## BEGIN Information provided
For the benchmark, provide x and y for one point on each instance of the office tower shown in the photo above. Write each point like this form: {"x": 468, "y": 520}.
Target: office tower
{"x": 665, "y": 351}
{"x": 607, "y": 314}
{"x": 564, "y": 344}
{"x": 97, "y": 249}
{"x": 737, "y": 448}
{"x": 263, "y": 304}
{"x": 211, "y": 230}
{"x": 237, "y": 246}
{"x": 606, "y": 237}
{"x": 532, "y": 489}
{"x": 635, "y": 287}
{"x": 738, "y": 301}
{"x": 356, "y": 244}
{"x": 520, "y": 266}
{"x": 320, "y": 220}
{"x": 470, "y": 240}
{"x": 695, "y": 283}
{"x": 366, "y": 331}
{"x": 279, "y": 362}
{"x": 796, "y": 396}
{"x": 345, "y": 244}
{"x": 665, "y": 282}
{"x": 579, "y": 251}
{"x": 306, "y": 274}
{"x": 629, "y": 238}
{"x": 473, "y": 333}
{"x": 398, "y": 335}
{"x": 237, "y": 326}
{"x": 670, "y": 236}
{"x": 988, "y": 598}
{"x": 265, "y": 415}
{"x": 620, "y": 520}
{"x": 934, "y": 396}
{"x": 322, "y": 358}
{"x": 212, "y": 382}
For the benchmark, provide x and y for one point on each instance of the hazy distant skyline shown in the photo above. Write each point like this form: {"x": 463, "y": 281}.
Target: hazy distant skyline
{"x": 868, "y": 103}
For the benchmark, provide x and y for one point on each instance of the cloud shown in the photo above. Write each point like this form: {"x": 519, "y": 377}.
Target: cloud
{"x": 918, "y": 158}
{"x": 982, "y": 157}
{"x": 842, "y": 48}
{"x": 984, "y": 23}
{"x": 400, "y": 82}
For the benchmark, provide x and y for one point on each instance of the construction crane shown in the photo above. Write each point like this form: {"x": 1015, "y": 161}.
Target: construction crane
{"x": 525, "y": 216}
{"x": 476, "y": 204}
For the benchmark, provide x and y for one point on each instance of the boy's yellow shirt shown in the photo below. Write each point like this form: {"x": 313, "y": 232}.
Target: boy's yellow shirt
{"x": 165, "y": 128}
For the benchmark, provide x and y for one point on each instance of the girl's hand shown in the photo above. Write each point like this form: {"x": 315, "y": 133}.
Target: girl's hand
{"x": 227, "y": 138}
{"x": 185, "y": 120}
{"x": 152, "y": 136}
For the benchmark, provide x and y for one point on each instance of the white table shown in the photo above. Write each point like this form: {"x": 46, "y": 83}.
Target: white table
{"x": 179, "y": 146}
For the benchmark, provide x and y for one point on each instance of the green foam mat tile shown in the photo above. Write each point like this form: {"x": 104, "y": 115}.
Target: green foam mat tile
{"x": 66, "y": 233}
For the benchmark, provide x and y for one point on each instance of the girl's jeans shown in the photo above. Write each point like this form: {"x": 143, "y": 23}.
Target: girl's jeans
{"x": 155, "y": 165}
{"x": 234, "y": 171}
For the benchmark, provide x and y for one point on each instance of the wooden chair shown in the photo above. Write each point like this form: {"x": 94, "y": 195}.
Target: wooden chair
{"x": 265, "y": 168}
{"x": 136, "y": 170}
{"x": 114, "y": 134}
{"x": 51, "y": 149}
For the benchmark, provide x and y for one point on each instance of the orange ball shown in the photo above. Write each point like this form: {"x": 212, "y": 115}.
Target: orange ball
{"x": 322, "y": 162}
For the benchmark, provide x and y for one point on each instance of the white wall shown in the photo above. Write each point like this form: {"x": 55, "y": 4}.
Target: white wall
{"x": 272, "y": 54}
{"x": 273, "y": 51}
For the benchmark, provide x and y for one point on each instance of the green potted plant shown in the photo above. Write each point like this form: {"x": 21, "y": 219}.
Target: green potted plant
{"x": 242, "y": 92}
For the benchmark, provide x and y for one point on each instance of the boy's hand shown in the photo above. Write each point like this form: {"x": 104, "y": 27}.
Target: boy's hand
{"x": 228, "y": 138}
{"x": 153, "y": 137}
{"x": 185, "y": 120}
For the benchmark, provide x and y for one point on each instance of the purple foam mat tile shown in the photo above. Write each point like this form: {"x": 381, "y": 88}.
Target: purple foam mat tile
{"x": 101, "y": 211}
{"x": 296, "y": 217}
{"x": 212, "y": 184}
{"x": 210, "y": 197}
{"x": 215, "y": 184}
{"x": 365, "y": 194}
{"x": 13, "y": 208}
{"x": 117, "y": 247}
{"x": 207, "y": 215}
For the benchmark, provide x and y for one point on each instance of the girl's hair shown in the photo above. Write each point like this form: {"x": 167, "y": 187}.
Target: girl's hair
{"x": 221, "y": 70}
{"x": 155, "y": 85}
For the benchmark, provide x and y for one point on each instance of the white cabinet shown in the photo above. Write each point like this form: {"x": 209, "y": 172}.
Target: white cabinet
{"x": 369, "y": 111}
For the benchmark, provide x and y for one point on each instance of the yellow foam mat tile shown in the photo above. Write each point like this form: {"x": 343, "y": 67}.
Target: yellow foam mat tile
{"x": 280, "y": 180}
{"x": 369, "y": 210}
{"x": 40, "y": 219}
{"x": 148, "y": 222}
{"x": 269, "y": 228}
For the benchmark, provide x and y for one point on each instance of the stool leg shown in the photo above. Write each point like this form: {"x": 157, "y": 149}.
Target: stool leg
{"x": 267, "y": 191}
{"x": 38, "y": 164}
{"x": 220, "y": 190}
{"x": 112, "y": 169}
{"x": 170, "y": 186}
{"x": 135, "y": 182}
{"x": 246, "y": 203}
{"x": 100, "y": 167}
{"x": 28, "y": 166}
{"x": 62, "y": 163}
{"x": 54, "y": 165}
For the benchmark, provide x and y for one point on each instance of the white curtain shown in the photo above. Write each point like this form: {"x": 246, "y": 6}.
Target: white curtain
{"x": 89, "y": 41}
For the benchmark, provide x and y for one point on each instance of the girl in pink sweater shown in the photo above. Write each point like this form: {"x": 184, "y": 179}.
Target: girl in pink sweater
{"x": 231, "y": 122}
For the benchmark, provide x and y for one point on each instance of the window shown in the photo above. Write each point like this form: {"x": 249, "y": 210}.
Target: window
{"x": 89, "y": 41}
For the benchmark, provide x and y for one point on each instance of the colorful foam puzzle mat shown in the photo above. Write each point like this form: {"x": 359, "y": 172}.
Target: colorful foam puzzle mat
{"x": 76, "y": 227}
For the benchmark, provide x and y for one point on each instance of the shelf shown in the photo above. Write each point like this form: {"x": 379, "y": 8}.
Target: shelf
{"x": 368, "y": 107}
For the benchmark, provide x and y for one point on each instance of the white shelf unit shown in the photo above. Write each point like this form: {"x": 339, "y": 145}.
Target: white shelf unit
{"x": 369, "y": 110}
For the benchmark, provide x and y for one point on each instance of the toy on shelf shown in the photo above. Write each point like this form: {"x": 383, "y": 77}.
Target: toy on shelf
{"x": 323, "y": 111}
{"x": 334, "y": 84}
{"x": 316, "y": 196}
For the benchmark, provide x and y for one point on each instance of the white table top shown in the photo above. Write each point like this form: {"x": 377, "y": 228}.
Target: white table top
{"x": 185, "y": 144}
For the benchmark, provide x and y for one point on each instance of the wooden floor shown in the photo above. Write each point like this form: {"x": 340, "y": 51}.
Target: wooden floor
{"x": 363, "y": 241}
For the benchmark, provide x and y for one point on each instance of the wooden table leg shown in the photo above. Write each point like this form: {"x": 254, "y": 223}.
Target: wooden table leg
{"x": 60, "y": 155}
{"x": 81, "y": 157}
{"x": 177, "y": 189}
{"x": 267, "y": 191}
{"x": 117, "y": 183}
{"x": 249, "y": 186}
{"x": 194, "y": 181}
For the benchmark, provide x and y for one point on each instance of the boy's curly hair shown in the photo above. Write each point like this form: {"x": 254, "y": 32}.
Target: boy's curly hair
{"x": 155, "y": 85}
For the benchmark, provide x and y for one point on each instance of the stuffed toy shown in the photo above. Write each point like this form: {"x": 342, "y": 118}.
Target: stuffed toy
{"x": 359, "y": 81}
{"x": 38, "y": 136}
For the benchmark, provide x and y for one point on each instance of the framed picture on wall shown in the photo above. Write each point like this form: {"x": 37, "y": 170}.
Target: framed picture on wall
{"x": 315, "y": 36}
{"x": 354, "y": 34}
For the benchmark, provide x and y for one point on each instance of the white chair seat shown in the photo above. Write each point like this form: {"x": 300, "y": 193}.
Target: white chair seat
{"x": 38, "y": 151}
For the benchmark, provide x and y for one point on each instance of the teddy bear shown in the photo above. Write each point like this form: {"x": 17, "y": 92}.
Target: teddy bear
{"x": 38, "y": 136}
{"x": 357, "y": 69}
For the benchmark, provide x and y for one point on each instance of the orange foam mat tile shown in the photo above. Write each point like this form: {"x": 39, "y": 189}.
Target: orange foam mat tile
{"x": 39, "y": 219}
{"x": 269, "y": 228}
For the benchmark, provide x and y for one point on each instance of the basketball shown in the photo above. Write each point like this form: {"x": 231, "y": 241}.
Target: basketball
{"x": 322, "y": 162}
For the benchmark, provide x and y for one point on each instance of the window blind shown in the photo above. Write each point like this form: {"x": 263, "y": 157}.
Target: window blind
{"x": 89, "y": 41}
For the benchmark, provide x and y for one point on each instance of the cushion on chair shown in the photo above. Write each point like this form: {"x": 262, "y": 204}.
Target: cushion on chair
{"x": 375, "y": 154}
## END Information provided
Problem statement: Starting with the line that contains "the orange foam", repeat each line through the last one exactly as it appears. Include both ends and nothing more.

Answer to this exercise:
For the benchmark, provide x and y for one point on each instance of the orange foam mat tile shown in the photo above. Write each point like this form: {"x": 39, "y": 189}.
Target: orange foam mat tile
{"x": 39, "y": 219}
{"x": 269, "y": 228}
For the benchmark, provide x and y for one point on each instance of the basketball shown in the photo above. Write each point like this form: {"x": 231, "y": 241}.
Target: basketball
{"x": 322, "y": 162}
For the benchmark, provide x and y for one point on each instance of the window blind shown in the photo above. Write each point like this form: {"x": 263, "y": 157}.
Target: window blind
{"x": 89, "y": 41}
For the benchmark, provide x and y for one point on each instance of the cushion on chair shown in the photo above. Write each point like this form: {"x": 262, "y": 204}.
Target: cushion on chair
{"x": 375, "y": 154}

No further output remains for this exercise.